Contour labeling items:
#####

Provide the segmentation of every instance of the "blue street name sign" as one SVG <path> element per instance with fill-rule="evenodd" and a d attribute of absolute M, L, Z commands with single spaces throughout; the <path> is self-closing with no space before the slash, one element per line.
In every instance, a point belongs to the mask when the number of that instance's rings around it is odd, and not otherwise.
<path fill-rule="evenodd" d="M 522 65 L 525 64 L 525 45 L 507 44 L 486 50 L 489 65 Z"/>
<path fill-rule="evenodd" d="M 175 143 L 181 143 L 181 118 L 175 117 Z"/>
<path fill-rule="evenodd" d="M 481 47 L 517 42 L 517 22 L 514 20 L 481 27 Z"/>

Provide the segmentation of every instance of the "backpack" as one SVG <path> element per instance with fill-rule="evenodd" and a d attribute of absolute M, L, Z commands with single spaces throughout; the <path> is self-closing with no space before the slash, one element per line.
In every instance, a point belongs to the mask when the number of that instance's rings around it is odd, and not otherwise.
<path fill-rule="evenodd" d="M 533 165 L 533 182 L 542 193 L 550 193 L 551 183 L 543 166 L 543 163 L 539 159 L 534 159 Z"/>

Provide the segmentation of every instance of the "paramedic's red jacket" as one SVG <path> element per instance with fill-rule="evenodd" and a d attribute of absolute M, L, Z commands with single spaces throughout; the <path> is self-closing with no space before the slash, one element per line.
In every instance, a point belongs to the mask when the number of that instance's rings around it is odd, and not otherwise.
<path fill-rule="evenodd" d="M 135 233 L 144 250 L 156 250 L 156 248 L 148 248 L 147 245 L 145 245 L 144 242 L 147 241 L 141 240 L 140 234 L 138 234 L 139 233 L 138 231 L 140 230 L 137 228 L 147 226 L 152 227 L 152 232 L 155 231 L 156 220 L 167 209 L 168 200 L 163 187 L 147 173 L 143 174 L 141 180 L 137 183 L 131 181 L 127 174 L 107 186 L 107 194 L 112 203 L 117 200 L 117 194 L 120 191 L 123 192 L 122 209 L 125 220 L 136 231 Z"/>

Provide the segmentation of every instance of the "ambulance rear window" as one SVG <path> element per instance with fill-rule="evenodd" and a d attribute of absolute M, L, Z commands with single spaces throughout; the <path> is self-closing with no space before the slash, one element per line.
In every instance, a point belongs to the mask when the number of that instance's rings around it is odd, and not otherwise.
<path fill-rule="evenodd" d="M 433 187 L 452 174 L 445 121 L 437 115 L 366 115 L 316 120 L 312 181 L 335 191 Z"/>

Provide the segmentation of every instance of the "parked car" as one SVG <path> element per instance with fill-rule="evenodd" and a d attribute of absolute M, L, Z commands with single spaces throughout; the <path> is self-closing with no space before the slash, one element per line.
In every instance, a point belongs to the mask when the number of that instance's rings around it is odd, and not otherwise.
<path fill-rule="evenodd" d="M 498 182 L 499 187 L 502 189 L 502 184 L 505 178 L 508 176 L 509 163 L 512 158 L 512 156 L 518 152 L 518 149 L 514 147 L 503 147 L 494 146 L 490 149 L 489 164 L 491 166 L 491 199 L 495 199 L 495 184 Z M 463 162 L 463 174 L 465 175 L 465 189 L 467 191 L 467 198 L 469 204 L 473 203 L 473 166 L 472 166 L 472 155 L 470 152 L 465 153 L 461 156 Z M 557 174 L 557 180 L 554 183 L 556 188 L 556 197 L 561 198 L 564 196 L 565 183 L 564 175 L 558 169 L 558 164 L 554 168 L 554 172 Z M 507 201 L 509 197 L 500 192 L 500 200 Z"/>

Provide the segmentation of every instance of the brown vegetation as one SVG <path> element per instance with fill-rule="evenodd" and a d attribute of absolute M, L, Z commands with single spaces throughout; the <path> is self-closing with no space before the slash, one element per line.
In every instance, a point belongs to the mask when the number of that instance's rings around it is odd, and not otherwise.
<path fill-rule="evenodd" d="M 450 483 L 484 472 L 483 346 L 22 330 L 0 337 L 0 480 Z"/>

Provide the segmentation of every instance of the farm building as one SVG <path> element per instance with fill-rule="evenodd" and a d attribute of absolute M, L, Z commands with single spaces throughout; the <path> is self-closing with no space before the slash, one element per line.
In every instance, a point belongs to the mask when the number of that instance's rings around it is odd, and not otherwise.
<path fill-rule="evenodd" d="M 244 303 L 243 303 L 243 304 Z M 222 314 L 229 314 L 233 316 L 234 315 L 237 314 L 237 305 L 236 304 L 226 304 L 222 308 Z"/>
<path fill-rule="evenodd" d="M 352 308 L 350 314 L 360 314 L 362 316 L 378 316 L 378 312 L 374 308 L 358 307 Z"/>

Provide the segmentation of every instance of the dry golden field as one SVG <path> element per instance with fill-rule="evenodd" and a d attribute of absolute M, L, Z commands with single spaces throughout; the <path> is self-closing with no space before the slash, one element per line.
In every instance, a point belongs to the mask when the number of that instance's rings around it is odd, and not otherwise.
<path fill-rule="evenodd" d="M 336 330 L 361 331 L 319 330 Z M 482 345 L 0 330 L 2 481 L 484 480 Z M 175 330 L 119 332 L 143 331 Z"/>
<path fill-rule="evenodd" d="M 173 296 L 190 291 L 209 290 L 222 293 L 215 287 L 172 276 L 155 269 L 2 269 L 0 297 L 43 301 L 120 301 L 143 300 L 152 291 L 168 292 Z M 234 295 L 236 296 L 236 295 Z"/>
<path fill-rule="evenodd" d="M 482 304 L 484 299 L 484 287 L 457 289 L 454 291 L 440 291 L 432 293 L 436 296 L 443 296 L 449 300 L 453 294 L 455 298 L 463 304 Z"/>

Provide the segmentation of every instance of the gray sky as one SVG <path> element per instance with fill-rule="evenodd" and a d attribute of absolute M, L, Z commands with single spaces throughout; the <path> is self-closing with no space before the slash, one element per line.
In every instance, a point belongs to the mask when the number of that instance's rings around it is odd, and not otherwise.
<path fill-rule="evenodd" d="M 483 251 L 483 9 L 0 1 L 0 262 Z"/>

#####

Task instructions:
Copy all of the data above line for line, keeping every character the same.

Answer for this exercise:
Provide the segmentation of every instance of the "blue street name sign" as one SVG <path> element per instance with fill-rule="evenodd" and a d attribute of absolute M, L, Z commands with single spaces throughout; the <path> is self-closing with no space before the slash, one element per line.
In every instance, a point belongs to the mask when the number of that instance's rings around it is odd, and not otherwise.
<path fill-rule="evenodd" d="M 522 65 L 525 64 L 525 45 L 507 44 L 486 50 L 489 65 Z"/>
<path fill-rule="evenodd" d="M 175 143 L 181 143 L 181 118 L 175 117 Z"/>
<path fill-rule="evenodd" d="M 481 47 L 517 42 L 517 22 L 514 20 L 481 27 Z"/>

Provide the segmentation of every instance of the "backpack" as one SVG <path> element per instance with fill-rule="evenodd" and a d attribute of absolute M, L, Z commands with single spaces throughout; the <path> is self-closing with no space before the slash, one element per line.
In every instance, a point belongs to the mask when the number of that instance's rings around it is odd, and not otherwise.
<path fill-rule="evenodd" d="M 533 165 L 533 182 L 542 193 L 550 193 L 551 183 L 543 166 L 543 163 L 539 159 L 534 159 Z"/>

Provide the segmentation of every instance of the "paramedic's red jacket" as one SVG <path> element per instance with fill-rule="evenodd" and a d attribute of absolute M, L, Z commands with single spaces throughout; the <path> is self-closing with no space before the slash, one element per line.
In every instance, a point belongs to the mask when the number of that instance's rings around it is odd, and not otherwise.
<path fill-rule="evenodd" d="M 135 233 L 144 250 L 156 250 L 156 248 L 148 248 L 147 245 L 145 245 L 144 242 L 147 241 L 141 240 L 140 234 L 138 234 L 139 233 L 138 231 L 140 230 L 137 228 L 147 226 L 152 227 L 152 232 L 155 231 L 156 220 L 167 209 L 168 200 L 163 187 L 147 173 L 143 174 L 141 180 L 137 183 L 131 181 L 127 174 L 107 186 L 107 194 L 112 203 L 117 200 L 117 194 L 120 191 L 123 192 L 122 209 L 125 220 L 136 231 Z"/>

Provide the segmentation of every instance of the "ambulance rear window" as one SVG <path> element per instance with fill-rule="evenodd" and a d attribute of absolute M, L, Z commands with single spaces throughout; the <path> is self-closing with no space before the slash, one element per line.
In every instance, a point belongs to the mask when the number of that instance's rings around it is odd, and not otherwise.
<path fill-rule="evenodd" d="M 433 187 L 452 174 L 445 121 L 437 115 L 366 115 L 316 120 L 312 181 L 335 191 Z"/>

Provide the segmentation of every instance of the "parked car" as one SVG <path> element per instance with fill-rule="evenodd" and a d attribute of absolute M, L, Z commands with single spaces throughout; the <path> is self-closing with no space before the slash, one element per line.
In every instance, a point belongs to the mask when the number of that instance's rings around it is odd, and not otherwise.
<path fill-rule="evenodd" d="M 498 182 L 499 187 L 502 189 L 502 184 L 505 178 L 508 176 L 509 163 L 512 158 L 512 156 L 518 152 L 518 149 L 514 147 L 503 147 L 494 146 L 490 149 L 489 164 L 491 166 L 491 199 L 495 199 L 495 184 Z M 463 162 L 463 174 L 465 175 L 465 189 L 467 191 L 467 198 L 469 204 L 473 203 L 473 166 L 472 166 L 472 155 L 470 152 L 465 153 L 461 156 Z M 557 174 L 557 180 L 554 183 L 556 188 L 556 197 L 561 198 L 564 196 L 565 183 L 564 175 L 558 169 L 558 164 L 554 168 L 554 172 Z M 507 201 L 509 197 L 500 192 L 500 200 Z"/>

Provide the segmentation of every instance of the brown vegetation as one SVG <path> element per instance with fill-rule="evenodd" and a d attribute of absolute M, L, Z commands with single spaces throughout; the <path> is self-closing with no space before the slash, one element per line.
In every instance, a point belongs to the mask when the number of that instance's rings around it is odd, and not otherwise.
<path fill-rule="evenodd" d="M 450 483 L 484 472 L 483 346 L 22 330 L 0 337 L 0 480 Z"/>

Provide the segmentation of every instance of the farm building as one SVG <path> element per instance with fill-rule="evenodd" and a d attribute of absolute M, L, Z commands with single spaces throughout; the <path> is self-closing with no space before the slash, one element per line.
In every instance, a point belongs to the mask when the number of that instance's rings around it is odd, and not otherwise.
<path fill-rule="evenodd" d="M 244 303 L 243 303 L 243 304 Z M 222 314 L 229 314 L 233 316 L 234 315 L 237 314 L 237 305 L 236 304 L 226 304 L 222 308 Z"/>
<path fill-rule="evenodd" d="M 352 308 L 350 314 L 360 314 L 362 316 L 378 316 L 378 312 L 374 308 L 358 307 Z"/>

Provide the segmentation of every instance of the dry golden field as one SVG <path> element per instance with fill-rule="evenodd" and a d attribute of absolute M, L, Z commands with single spaces throughout; the <path> is self-closing with no space before the slash, one element per line.
In every instance, a point belongs to the mask when the number of that instance's rings around it is odd, and not otherwise.
<path fill-rule="evenodd" d="M 336 330 L 361 331 L 319 330 Z M 482 345 L 0 330 L 2 481 L 484 480 Z M 175 330 L 119 332 L 143 331 Z"/>
<path fill-rule="evenodd" d="M 173 296 L 190 291 L 209 290 L 222 293 L 215 287 L 172 276 L 155 269 L 2 269 L 0 297 L 43 301 L 120 301 L 143 300 L 152 291 L 168 292 Z M 234 295 L 236 296 L 236 295 Z"/>
<path fill-rule="evenodd" d="M 482 304 L 484 299 L 484 287 L 457 289 L 454 291 L 440 291 L 432 293 L 436 296 L 443 296 L 449 300 L 453 294 L 455 298 L 463 304 Z"/>

Provide the segmentation of every instance of the gray sky as one SVG <path> element per instance with fill-rule="evenodd" and a d attribute of absolute M, L, Z commands with single spaces throughout; the <path> is self-closing with no space before the slash, one element per line.
In every instance, a point belongs to the mask when the number of that instance's rings around it is odd, and not otherwise.
<path fill-rule="evenodd" d="M 483 251 L 483 9 L 0 1 L 0 262 Z"/>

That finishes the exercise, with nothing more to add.